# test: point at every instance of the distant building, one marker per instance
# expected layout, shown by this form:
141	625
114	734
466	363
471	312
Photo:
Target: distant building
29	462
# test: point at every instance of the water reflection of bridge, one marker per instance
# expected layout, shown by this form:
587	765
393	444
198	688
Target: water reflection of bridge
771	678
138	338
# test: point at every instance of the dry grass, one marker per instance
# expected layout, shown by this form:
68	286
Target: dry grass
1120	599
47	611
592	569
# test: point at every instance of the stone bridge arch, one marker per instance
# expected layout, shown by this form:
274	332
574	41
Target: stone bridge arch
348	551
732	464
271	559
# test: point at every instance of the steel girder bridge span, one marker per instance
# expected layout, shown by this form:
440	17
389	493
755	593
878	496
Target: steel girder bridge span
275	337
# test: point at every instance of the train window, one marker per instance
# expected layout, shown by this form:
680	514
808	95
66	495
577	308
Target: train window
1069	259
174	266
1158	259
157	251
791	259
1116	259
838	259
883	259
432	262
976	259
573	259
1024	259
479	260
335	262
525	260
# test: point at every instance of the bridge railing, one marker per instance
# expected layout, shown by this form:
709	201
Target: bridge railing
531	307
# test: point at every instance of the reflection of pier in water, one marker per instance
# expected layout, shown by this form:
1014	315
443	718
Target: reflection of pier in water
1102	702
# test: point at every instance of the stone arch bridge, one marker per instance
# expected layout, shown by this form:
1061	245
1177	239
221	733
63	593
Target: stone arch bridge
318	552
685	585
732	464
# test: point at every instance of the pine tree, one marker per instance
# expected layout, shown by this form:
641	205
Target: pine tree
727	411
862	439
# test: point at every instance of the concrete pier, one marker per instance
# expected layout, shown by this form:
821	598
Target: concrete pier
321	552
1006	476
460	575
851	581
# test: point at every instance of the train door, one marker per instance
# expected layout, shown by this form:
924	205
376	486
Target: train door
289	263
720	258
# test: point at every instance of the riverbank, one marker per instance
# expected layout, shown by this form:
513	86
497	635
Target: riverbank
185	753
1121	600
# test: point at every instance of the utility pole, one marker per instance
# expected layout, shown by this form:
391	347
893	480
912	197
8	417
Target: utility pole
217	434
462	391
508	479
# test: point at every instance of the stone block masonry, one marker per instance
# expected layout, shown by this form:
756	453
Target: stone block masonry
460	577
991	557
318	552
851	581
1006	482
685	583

→ Aim of the exercise
Reproduce each line of the records above with no changes at all.

→ Result
# test: point at every instance of the distant building, one marker per instance
# expected layout, shown by this form:
141	625
114	734
466	363
471	312
Photo:
Target: distant building
29	462
# test: point at every instance of the water reflection of bridge, one marker per instance
# expected layout, shown by this form:
587	765
393	444
198	688
Target: water reflection of bridge
771	678
138	338
# test: point at every instance of the dry grass, one marker per instance
# expected layout, shown by this form:
68	286
Target: dry grass
1120	599
47	611
592	569
# test: point at every instance of the stone bridge arch, one marker per instance
# expected layout, shown by this form:
274	332
574	41
Target: stone bridge arch
348	551
732	464
271	559
# test: point at every instance of the steel girder bridge span, one marker per instance
# expected layout, shown by this form:
440	17
389	493
755	593
878	496
Target: steel girder bridge span
275	337
# test: point at every instance of the train window, one marker per instance
# expected layout, shown by this form:
680	514
808	95
66	495
577	308
Target: train window
1069	259
174	266
1158	259
157	251
791	259
1116	259
838	259
883	259
432	262
976	259
573	259
1024	259
479	260
335	262
525	260
# test: point at every instance of the bridge railing, one marker per instance
# expected layout, shown by this form:
709	201
Target: bridge railing
531	307
# test: point at every instance of the reflection of pier in water, one marker per instance
# expected layout, shown by this form:
1014	315
443	718
Target: reflection of pier in water
1102	702
# test: point at every instance of the stone arch bridge, one marker per instance
# expected layout, shown by this form:
1061	245
1177	239
221	733
63	593
Target: stone arch bridge
318	552
685	585
732	464
# test: point at every instance of the pine tree, one marker per instance
# expected layout, shown by this form:
641	205
Target: pine tree
727	411
862	439
# test: point at every instance of the concrete pier, one marker per instance
# expected layout, shown by this form:
821	598
Target: concrete pier
321	552
1006	476
460	575
851	581
# test: point at every instance of the train door, one marker per instance
# expected layout, shown by this form:
924	205
376	486
Target: train door
289	263
720	258
# test: point at every instance of the riverbank, one marker per instance
# expected layout, shown by this form:
513	86
497	635
Target: riverbank
185	753
1121	600
# test: point at every instance of the utility pole, one marker per instance
# expected layout, shown by this form:
391	347
893	480
912	197
8	417
Target: utility pole
217	434
462	391
508	479
# test: point at every instance of the stone block masonry, one marker per instance
# expected layout, shown by this form:
756	453
Target: stone block masonry
460	577
991	557
318	552
851	581
1006	482
685	583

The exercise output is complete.